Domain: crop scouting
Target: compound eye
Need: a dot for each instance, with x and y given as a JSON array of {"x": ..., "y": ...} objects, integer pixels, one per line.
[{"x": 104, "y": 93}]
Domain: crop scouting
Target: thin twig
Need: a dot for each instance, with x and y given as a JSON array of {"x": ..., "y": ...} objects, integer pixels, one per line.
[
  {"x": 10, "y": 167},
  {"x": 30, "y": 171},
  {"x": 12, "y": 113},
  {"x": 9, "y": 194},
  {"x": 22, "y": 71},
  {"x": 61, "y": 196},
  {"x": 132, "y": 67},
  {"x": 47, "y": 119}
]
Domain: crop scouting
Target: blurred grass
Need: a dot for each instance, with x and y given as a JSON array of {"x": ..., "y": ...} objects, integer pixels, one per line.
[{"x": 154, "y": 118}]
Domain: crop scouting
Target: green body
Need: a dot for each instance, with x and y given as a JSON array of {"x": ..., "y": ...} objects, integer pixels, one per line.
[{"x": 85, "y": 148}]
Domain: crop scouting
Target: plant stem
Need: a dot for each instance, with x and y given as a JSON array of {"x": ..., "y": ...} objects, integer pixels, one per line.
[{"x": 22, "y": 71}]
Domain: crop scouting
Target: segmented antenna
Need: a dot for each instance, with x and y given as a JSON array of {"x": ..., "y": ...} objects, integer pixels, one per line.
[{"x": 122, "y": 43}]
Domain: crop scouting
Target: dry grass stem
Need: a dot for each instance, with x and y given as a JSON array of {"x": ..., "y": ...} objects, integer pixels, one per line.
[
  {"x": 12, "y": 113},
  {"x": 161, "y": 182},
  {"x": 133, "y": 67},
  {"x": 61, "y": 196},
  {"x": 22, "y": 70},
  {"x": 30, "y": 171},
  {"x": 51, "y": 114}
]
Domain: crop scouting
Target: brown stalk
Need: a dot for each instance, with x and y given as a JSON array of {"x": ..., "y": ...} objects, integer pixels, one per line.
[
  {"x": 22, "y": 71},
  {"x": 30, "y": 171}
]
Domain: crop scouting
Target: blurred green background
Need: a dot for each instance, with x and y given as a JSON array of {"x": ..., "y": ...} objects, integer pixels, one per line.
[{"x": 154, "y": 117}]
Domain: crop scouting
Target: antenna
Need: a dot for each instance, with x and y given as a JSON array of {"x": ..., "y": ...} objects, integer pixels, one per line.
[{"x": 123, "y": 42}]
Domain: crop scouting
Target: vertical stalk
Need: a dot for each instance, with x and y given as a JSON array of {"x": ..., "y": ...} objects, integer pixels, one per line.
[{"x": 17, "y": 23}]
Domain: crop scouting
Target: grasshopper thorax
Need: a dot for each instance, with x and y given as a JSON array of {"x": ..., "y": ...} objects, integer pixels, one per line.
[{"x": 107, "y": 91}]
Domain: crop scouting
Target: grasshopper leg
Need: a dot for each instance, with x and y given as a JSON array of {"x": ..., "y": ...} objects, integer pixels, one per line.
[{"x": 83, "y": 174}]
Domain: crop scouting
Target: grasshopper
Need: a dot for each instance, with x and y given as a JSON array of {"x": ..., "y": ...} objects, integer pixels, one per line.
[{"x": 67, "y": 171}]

★ ★ ★

■ PROBLEM STATEMENT ■
Whenever the string "stem" shows up in a line of the entries, copy that line.

■ REPLY TO THE TASK ■
Target: plant stem
Target: dry grass stem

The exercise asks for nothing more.